__REQUIREMENT__: Transcribe every record without leaving anything out or changing a word.

__DATA PROVIDED__:
+--
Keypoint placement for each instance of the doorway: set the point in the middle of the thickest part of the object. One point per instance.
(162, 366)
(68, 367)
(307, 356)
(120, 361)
+--
__PROBLEM SOLUTION__:
Keypoint placement for each instance of the doorway: set the point in the middle of the thickest part of the object. One point per instance.
(162, 366)
(68, 367)
(307, 356)
(120, 361)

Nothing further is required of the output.